• RECORDED DATA
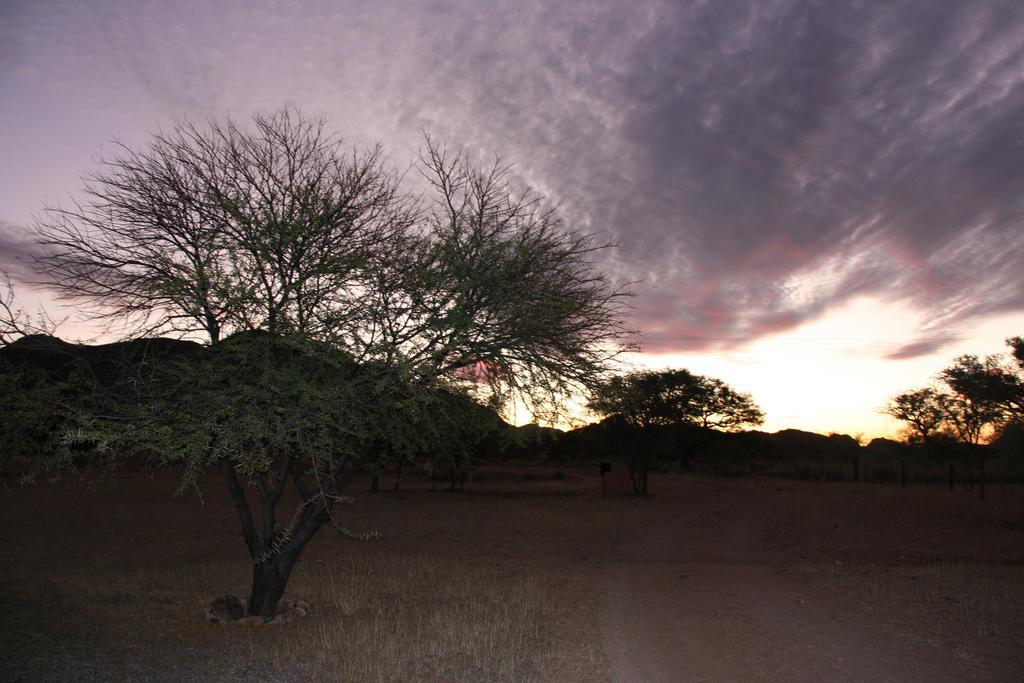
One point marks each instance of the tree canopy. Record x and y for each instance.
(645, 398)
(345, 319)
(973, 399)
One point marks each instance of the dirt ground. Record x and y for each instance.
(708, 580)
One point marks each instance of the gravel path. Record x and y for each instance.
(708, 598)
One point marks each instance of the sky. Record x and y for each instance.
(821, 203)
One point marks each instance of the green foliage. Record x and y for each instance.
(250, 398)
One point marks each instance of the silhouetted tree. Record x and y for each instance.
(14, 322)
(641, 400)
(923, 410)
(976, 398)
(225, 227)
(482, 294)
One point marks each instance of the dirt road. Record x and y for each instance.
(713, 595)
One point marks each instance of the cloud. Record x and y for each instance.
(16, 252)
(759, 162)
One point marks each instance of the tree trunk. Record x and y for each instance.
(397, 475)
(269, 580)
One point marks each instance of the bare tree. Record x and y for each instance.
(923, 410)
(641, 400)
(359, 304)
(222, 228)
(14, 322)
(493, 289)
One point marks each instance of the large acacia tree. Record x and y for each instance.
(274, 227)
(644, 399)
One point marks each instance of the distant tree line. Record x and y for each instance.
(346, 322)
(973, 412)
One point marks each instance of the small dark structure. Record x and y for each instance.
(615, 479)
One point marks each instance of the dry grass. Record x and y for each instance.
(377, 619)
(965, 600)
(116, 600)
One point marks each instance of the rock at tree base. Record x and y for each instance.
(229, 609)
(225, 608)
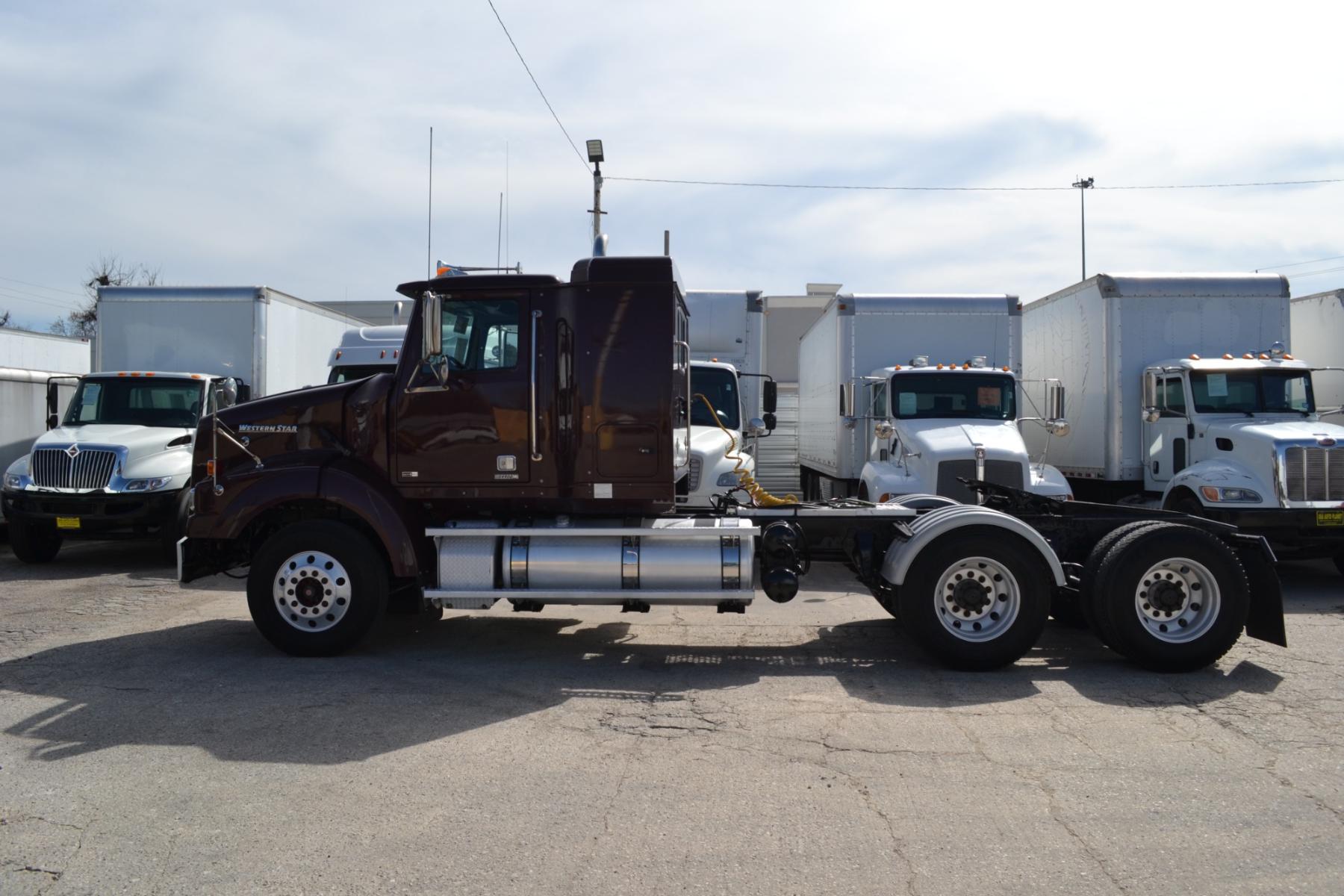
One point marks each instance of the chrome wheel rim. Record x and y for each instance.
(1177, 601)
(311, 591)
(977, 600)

==

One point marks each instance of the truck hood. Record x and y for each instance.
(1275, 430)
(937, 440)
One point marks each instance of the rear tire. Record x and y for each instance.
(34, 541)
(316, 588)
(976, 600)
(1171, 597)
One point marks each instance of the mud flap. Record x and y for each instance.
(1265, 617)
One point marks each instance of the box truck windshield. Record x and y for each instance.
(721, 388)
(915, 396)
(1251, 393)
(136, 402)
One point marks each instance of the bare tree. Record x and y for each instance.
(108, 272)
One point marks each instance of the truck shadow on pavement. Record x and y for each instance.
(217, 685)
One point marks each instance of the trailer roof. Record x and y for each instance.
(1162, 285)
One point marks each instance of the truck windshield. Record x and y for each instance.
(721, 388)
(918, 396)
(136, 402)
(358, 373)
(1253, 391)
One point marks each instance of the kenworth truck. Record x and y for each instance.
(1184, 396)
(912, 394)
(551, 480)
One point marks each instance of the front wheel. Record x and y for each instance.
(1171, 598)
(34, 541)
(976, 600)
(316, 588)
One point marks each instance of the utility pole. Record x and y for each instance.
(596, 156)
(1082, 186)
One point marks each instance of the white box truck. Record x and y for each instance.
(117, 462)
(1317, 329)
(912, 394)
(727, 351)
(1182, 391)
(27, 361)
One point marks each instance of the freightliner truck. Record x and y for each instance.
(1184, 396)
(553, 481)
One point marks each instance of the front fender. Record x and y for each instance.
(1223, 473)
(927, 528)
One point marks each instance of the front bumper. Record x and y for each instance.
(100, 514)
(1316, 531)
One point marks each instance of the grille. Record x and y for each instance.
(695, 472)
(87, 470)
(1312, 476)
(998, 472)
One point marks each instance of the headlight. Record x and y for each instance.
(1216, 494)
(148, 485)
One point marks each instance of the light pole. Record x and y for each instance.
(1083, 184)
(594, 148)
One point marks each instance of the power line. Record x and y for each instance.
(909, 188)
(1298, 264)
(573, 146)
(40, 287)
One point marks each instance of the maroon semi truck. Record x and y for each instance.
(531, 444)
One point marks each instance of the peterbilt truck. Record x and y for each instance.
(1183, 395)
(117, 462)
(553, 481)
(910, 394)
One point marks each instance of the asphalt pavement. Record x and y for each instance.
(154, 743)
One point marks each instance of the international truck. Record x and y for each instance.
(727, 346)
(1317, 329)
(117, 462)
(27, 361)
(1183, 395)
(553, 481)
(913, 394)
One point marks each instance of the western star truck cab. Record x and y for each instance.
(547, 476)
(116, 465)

• BRIEF
Tally the lines in the records above that contain the word "pavement". Give only the number.

• OUTPUT FOR THIS TASK
2